### [WHAT TO WORK ON]
From the first line to the last, please print the entries exactly, omitting pictures.

___ RECORDS TO PROCESS

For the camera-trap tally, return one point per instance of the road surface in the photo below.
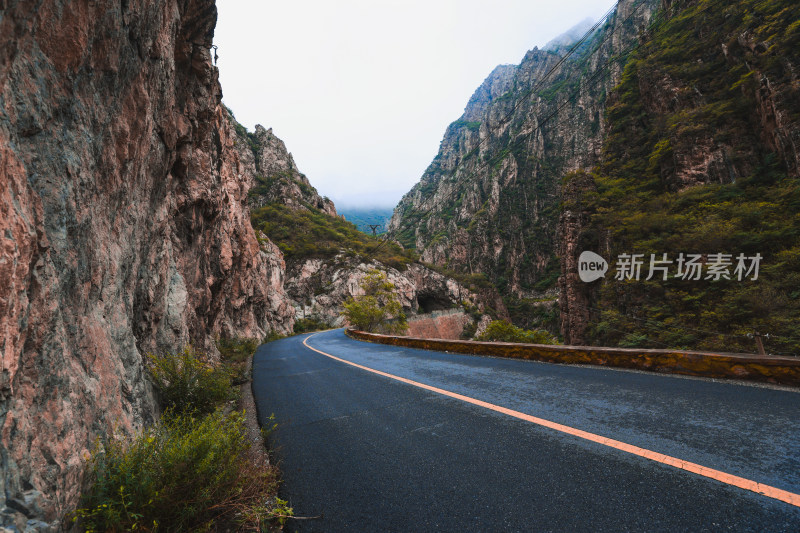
(368, 452)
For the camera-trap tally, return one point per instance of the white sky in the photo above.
(361, 91)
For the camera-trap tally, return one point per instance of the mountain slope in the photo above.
(124, 229)
(701, 158)
(489, 200)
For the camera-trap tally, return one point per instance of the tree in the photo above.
(503, 331)
(378, 309)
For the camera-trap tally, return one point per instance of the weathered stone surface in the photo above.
(123, 227)
(318, 288)
(488, 203)
(276, 177)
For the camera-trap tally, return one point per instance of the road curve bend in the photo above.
(381, 438)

______

### [OUTPUT]
For the camera-trap tally, return one point per instance of the road surface in the photo below.
(368, 452)
For the camera-trap tally, return one point per instance of the white sky in the photo above.
(361, 91)
For the camera-trap tally, return one point per instance of the mountain slope in the photo above.
(124, 229)
(701, 158)
(489, 200)
For the camera-trap tally, return one point per instance of the tree in the photo above.
(503, 331)
(378, 309)
For the camera-trap tally, return one point per instance of the weathered stone surface in the photo above.
(123, 227)
(318, 288)
(488, 203)
(276, 177)
For the camera-trap tally, return one point per instance of the road curve bend in the photo above.
(381, 438)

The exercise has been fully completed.